> Excerpt to read:
18: It isn't just that the opiates stop working as pain killers, but that they increase your sensitivity to pain by more than they relieve your pain. Or maybe that's a distinction without difference.
Or maybe that's a distinction without difference.
Sounds like it.
he went to MA and looked at heroin use and explicitly mentioned how we looked the other way when it was an inner-city black problem
And now it's an "epidemic" in MA (Patrick says so!) and there's a bunch of money being pumped into it, but in blankets that just infuse cash into programs one time without incorporation into their maintenance budgets. Meanwhile, a lot of these addicts end up in alcohol treatment programs, which are supposed to treat co-addictions but aren't funded to the levels needed for qualified staff to do that.
Meanwhile, a lot of these addicts end up in alcohol treatment programs
A reminder of the good old days when doctors would prescribe morphine as a treatment for alcoholism.
minivet: you could not possibly be more wrong if you tried. there are scores of thousands of people suffering agonizing pain because of misplaced worries about addiction. rising physical tolerance for opioids (needing increasing amounts to get the same effect) is totally distinguishable from addiction. my sister suffers truly awful agony because of her ehlers-danlos syndrome (we can hear her sit bolt upright in bed screaming when she dislocates her shoulder in her fucking sleep). the dea/FDA cracked down on all the doctors in her region so badly that they cut her dose by 60% with no taper, sending her into the misery of physical withdrawal and causing her health to permanently, irreversibly deteriorate as she was rendered incapable of doing any physical therapy, and became bed-bound for six months. and all because the government was worried that somewhere, someone was having fun getting high. this crackdown on "pill mills", aka "motherfucking pain specialists" is constantly threatening to drive her to the streets of baltimore for $10 of the best pain relief in the world, or into the drawer of her nightstand, where there is a loaded .357. NO. THE GOVERNMENT SHOULD ERR ON THE SIDE OF PEOPLE IN PAIN BEING GIVEN SAFE, EFFECTIVE MEDICINE TO TREAT THEIR PAIN. if some addicts get high in the process, so fucking what. people die of cancer suffering the torments of the "crab" that was thought to be mercilessly gnawing at your vitals in the ancient world, even though they could live out the rest of their lives without pain. if you support that, you have fucked-up priorities. and doctors are incredibly sexist. restrictions on pain medication will always be more stringently applied to women, whose pain is never taken as seriously as men's. yours, a person who is prescribed an inadequate dose of pain meds for chronic pain and suffers every day, unable to take part in the life of the people she loves, whom she sees moving beyond the thick, impenetrable glass of misery and exhaustion. and who has been a drug addict. and who knows the difference.

> Data under study:
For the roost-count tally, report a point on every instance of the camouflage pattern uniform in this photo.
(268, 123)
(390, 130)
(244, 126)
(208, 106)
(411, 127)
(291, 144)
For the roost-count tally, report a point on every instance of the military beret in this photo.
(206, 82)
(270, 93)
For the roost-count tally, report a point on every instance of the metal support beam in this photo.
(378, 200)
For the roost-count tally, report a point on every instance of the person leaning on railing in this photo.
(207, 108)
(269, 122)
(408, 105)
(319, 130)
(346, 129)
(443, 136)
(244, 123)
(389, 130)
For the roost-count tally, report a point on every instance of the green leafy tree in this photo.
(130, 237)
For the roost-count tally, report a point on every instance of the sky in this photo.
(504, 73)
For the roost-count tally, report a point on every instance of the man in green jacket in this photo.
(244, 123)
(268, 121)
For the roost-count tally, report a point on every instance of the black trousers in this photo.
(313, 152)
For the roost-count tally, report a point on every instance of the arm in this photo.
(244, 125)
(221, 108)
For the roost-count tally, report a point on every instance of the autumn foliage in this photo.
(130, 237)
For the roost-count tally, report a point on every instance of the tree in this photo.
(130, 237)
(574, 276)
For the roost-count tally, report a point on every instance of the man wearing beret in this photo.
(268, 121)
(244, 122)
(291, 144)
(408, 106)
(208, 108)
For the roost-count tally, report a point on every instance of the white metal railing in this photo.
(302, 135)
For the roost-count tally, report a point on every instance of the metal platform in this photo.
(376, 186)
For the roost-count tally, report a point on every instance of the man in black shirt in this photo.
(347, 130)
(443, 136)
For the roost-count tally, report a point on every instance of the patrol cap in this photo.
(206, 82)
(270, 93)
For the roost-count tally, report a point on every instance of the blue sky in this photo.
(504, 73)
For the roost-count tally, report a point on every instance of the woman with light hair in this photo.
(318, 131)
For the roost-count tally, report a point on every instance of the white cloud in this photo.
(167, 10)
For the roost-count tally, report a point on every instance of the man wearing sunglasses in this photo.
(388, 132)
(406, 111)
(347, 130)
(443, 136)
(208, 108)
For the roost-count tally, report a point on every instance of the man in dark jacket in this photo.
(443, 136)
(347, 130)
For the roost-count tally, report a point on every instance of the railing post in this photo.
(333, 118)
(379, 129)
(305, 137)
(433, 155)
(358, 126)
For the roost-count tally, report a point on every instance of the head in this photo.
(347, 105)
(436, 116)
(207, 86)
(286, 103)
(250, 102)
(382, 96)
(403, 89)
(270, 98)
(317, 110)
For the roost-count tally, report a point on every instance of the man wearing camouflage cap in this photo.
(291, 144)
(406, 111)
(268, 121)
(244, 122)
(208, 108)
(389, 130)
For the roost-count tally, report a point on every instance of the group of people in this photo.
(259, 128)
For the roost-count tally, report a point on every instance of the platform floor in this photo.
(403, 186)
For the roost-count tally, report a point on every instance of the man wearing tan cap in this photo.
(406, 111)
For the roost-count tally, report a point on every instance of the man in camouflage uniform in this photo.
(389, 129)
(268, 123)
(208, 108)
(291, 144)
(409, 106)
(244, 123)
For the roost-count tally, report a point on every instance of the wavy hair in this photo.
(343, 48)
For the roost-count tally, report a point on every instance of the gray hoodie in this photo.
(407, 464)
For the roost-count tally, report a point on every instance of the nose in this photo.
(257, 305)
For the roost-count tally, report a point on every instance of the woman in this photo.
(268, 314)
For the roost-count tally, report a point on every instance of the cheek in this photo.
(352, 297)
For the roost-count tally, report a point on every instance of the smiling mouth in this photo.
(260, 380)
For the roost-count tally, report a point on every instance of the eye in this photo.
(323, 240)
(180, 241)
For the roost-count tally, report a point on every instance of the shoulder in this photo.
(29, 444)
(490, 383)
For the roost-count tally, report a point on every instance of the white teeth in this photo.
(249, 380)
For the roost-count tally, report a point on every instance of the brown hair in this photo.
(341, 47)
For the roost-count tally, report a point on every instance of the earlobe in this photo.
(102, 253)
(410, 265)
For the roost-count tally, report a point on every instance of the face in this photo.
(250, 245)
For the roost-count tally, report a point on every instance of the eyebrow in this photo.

> Required action:
Could you print the passage of the opioid discussion between "18: It isn't" and "to do that.", inclusive, with no changes?

> Written response:
18: It isn't just that the opiates stop working as pain killers, but that they increase your sensitivity to pain by more than they relieve your pain. Or maybe that's a distinction without difference.
Or maybe that's a distinction without difference.
Sounds like it.
he went to MA and looked at heroin use and explicitly mentioned how we looked the other way when it was an inner-city black problem
And now it's an "epidemic" in MA (Patrick says so!) and there's a bunch of money being pumped into it, but in blankets that just infuse cash into programs one time without incorporation into their maintenance budgets. Meanwhile, a lot of these addicts end up in alcohol treatment programs, which are supposed to treat co-addictions but aren't funded to the levels needed for qualified staff to do that.